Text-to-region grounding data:
※
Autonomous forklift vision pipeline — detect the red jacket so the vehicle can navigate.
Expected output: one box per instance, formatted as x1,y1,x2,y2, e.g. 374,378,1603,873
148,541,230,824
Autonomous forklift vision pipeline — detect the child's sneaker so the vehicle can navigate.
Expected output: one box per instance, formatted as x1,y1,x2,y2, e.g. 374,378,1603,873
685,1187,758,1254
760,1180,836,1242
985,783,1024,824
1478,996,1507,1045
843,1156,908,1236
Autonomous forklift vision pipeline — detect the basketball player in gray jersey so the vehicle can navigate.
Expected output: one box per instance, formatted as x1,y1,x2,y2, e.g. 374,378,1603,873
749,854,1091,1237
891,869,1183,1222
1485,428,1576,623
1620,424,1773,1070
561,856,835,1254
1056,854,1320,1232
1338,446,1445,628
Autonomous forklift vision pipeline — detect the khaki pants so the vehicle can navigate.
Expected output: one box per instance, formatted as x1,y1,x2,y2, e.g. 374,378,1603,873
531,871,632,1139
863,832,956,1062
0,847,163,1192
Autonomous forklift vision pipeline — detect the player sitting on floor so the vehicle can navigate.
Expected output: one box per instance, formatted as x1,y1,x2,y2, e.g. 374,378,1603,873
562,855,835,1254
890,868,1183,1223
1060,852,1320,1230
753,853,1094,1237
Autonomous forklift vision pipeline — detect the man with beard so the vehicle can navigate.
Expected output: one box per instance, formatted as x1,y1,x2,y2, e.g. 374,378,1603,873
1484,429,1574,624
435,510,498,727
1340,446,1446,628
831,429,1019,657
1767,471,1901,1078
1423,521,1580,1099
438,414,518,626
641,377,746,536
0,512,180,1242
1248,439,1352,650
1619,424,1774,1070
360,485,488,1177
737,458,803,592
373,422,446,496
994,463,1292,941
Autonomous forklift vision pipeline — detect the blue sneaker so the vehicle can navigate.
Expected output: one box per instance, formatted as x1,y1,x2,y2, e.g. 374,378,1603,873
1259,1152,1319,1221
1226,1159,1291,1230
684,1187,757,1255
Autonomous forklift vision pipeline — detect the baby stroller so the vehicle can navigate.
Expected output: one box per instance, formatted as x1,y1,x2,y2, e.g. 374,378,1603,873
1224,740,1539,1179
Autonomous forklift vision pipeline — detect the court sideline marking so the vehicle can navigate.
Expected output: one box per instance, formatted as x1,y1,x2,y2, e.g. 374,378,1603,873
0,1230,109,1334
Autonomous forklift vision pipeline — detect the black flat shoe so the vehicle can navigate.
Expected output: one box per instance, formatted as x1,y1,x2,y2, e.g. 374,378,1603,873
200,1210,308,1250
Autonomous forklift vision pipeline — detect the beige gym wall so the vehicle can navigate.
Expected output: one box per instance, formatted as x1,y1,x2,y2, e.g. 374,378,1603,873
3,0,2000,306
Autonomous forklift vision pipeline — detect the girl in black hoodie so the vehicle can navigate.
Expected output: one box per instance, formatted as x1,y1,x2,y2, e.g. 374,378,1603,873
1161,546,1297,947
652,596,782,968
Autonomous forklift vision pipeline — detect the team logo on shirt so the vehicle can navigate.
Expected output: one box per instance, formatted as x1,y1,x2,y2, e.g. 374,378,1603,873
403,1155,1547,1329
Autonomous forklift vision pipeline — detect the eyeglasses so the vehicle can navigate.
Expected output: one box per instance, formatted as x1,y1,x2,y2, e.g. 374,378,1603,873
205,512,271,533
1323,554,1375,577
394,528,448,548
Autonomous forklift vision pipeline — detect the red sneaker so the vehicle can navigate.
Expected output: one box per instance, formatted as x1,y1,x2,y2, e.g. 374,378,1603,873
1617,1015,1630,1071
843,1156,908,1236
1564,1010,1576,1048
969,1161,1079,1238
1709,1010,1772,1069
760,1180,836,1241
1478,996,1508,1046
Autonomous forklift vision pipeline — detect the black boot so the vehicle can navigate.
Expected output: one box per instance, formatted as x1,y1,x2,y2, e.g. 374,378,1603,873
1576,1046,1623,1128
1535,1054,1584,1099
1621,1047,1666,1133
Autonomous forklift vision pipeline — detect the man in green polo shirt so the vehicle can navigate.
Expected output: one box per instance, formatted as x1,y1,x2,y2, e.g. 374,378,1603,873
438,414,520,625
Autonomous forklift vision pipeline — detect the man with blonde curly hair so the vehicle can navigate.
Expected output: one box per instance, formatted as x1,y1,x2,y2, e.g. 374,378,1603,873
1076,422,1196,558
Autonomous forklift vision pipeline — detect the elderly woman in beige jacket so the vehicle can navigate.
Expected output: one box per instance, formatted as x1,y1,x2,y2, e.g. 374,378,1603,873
※
WHAT TO DO: All entries are to be returned word for word.

YOUR RESPONSE:
Autonomous forklift vision pipeline — detect the red jacket so the vehicle can navigate.
Expected output: one box per instance, formatted as x1,y1,x2,y2, e.g. 374,378,1603,873
148,541,230,824
Autonomous forklift vision pipeline — detect the child's sneaker so the vehicle can navigate.
Expected output: one box per instance, formatted as x1,y1,x2,y2, e.g. 374,378,1603,873
685,1187,758,1254
760,1180,836,1242
985,783,1024,824
1478,996,1507,1045
843,1156,908,1236
Autonomous forklift vision pipeline — detect the basketball player in gray jersey so the vehicle can navigate.
Expected output: one box per instance, formatted as x1,y1,x2,y2, e.g. 374,378,1603,873
749,854,1091,1237
891,869,1183,1222
1485,428,1576,623
1620,424,1773,1070
561,856,835,1254
1056,854,1320,1232
1338,446,1445,628
Autonomous forklift vision pipeline — detect the khaki pants so the vehicle can navigate.
Expected output: one box per instance, formatted as x1,y1,x2,y2, e.g. 374,378,1603,873
531,871,632,1139
863,832,956,1062
0,847,163,1192
Autonomous forklift vision pipeline — detect the player sitting on floor so the vehicle can navigate.
Expected output: one box per instance, formatted as x1,y1,x2,y2, e.g. 374,378,1603,873
562,855,835,1254
890,868,1183,1223
1060,852,1320,1230
753,853,1094,1237
Autonomous forklift vision pipeline — detect the man with beard so the vehicle can navigate.
Expected output: one box per instance, formatted as x1,y1,x2,y2, e.g. 374,378,1603,873
1484,429,1574,624
435,510,498,727
1340,446,1446,628
831,429,1019,657
1767,471,1901,1078
1423,521,1580,1099
438,414,518,626
641,377,746,536
0,512,180,1242
1248,439,1352,650
1619,424,1774,1070
360,485,488,1177
737,458,803,592
373,422,446,496
994,463,1292,941
Autonomous forklift vision pipeline — detect the blue sneaker so the vehicle can navigate.
Expected output: one box per instance, formatted as x1,y1,x2,y2, e.g. 374,378,1603,873
1259,1152,1319,1221
1226,1159,1291,1230
684,1187,757,1255
Autonomous forklift vision pipeline — detect the baby stroller so the vehicle can navigate.
Expected output: one box per instance, formatted as x1,y1,x2,y2, e.g. 374,378,1603,873
1224,740,1539,1179
Autonomous forklift vision pipeline — detect the court sideline marking so the vehicle can navigate.
Expected output: one box per instance, formatted as x1,y1,x2,y2, e.g. 374,378,1603,873
0,1230,109,1334
Autonomous forklift vision pipeline — detect the black flat shoe so the vehicle can navigate.
Expected output: one box per instance, formatted as x1,y1,x2,y2, e.g. 374,378,1603,873
200,1210,308,1250
Autonomous forklift vision pipeline — detect the beige gym wall so the vehicle can navigate.
Expected output: one box per instance, formatted as x1,y1,x2,y2, e.g. 374,378,1603,873
3,0,2000,306
Autonomous forklift vision pipeline — detect the girl in black hoodie so the vehicle can navigate.
Expected output: one box per instance, formatted as x1,y1,x2,y2, e.g. 374,378,1603,873
1161,546,1297,947
652,596,782,968
Autonomous forklift vision pipeline — detect the team logo on shirt so the vehicle can navigate.
Expected output: one box per instance, formatted as x1,y1,x2,y2, e.g. 374,378,1603,873
403,1155,1547,1329
Autonomous forklift vision pipeline — detect the eyeglasses so the vehicle can navigate.
Expected output: one box per instance, formatted as x1,y1,x2,y2, e.g. 374,378,1603,873
205,512,271,533
1323,554,1375,577
394,528,448,548
Autonomous forklift vision pipeline — detect the red sneaker so the vehicle can navigate.
Expected output: one box per instance, formatted as x1,y1,x2,y2, e.g. 374,378,1603,873
1617,1015,1630,1071
843,1156,908,1236
1564,1010,1576,1048
969,1161,1079,1238
1709,1010,1772,1069
760,1180,836,1241
1478,996,1508,1046
Autonomous forklift vision pipeline — detect the black boot so the vehicle can navigate.
Expected output: one box per instance, formatted as x1,y1,x2,y2, e.g. 374,378,1603,873
1576,1046,1623,1128
1535,1054,1584,1099
1621,1047,1666,1133
Autonomous forklift vision pipeline — detect the man in green polo shirt so the vehicle can navigate.
Expected output: one box per instance, formatted as x1,y1,x2,y2, e.g. 374,378,1603,873
438,414,520,625
Autonomous forklift vision pipeline — detect the man with blonde curly hair so the vehicle can navigate.
Expected output: one box per instance, formatted as x1,y1,x2,y2, e.g. 374,378,1603,873
1076,422,1196,558
Autonomous forklift vision pipeline — detect the elderly woman in beige jacket so the vehicle can navigate.
Expected output: one box per instance, formatted as x1,y1,x2,y2, e.g. 374,378,1603,873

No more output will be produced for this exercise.